Exercise requirements -> Write out the material below again, substituting "upper floor window" for "upper story window" wherever it occurs and keeping everything else the same. Leave the pictures out.

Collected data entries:

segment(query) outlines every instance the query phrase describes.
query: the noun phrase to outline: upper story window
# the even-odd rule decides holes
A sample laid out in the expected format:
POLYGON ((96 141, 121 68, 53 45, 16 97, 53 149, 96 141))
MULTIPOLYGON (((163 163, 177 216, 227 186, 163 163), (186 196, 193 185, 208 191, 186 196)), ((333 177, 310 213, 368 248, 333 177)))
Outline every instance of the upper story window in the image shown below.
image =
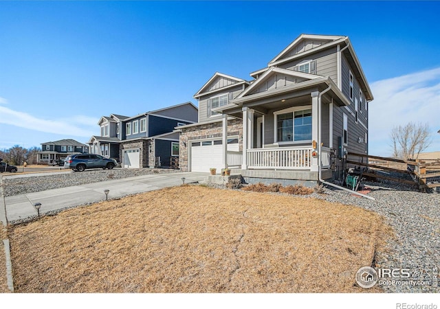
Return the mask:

In response ->
segment(query) outlines every instance the query phrase describes.
query: the noun phrase to outline: upper floor window
# the even-odd rule decides holes
A sample laid out in the expected format:
POLYGON ((96 141, 121 68, 53 45, 16 97, 53 149, 96 141))
MULTIPOLYGON (((163 163, 177 216, 227 186, 163 163), (186 196, 193 185, 208 191, 186 196)), ((333 177, 310 213, 368 248, 333 177)))
Outline every instance of the upper floor window in the image shown below.
image =
Return the mask:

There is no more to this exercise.